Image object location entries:
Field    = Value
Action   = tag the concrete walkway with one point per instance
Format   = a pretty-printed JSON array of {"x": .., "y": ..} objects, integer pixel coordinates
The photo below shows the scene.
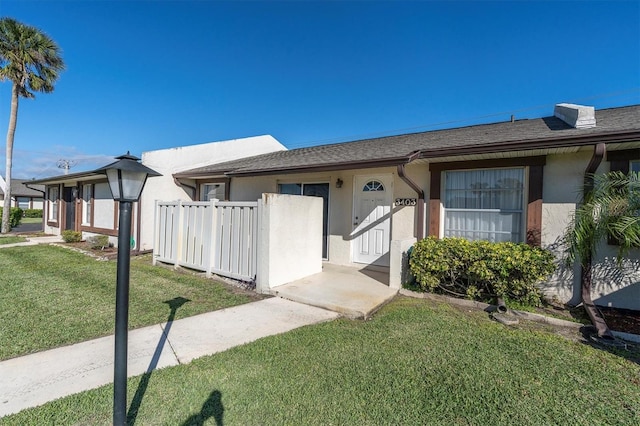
[
  {"x": 354, "y": 292},
  {"x": 32, "y": 241},
  {"x": 35, "y": 379}
]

### YOUR TASK
Write out the row above again in full, keeping its request, and raise every x and y pixel coordinate in the answer by 144. Leave out the picture.

### THE SOLUTION
Field    = Value
Action   = tag the concrete walkway with one point per instance
Format   = a pretty-printed JSON array of {"x": .., "y": ..} objects, integer pixel coordinates
The photo below shows the scene.
[
  {"x": 498, "y": 436},
  {"x": 176, "y": 385},
  {"x": 179, "y": 523}
]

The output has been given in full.